→ **HOW TO COMPLETE THIS TASK**
The lines to copy are those in the records below that hold the word "picture".

Saved data entries:
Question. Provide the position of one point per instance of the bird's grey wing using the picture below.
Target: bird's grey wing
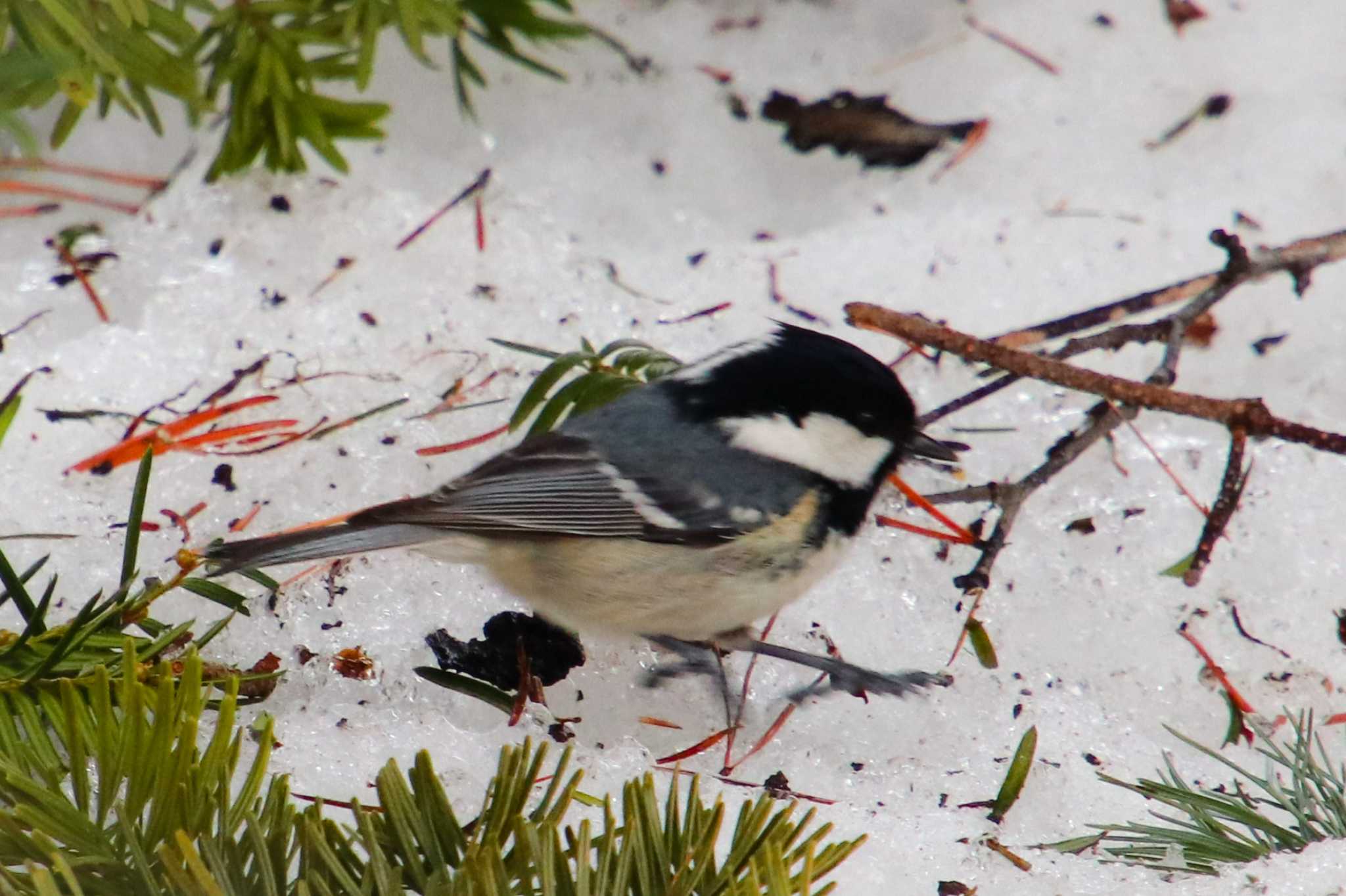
(559, 485)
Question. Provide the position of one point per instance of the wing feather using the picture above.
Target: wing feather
(552, 485)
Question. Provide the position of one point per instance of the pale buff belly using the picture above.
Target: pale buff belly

→ **THE ANSWER**
Question. Provide the position of one point per instance of the bird's grey wing using the picture below.
Question. Provide the position of one point per instance of the wing feather using the picture above.
Question. Provide the position of one point per instance of the pale buff belly using the picture above.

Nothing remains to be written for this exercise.